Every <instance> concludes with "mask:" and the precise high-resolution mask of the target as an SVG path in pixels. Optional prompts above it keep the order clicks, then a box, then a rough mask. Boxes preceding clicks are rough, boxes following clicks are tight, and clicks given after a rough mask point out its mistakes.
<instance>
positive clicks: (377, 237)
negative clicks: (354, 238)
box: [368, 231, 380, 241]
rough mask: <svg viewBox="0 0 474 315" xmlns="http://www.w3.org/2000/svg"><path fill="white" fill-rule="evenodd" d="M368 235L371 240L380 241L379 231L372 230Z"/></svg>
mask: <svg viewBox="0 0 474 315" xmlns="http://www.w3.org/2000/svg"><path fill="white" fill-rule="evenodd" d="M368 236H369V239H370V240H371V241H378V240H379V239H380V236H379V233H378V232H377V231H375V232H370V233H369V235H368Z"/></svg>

• • • •

[PROBLEM DETAILS] Return word for word the line with "rough mask: <svg" and every line after it through the end of the records above.

[EXERCISE SOLUTION]
rough mask: <svg viewBox="0 0 474 315" xmlns="http://www.w3.org/2000/svg"><path fill="white" fill-rule="evenodd" d="M368 235L371 240L380 241L379 231L372 230Z"/></svg>
mask: <svg viewBox="0 0 474 315" xmlns="http://www.w3.org/2000/svg"><path fill="white" fill-rule="evenodd" d="M368 236H369V239H370V240H371V241H378V240H379V239H380V236H379V233H378V232H377V231H375V232H370V233H369V235H368Z"/></svg>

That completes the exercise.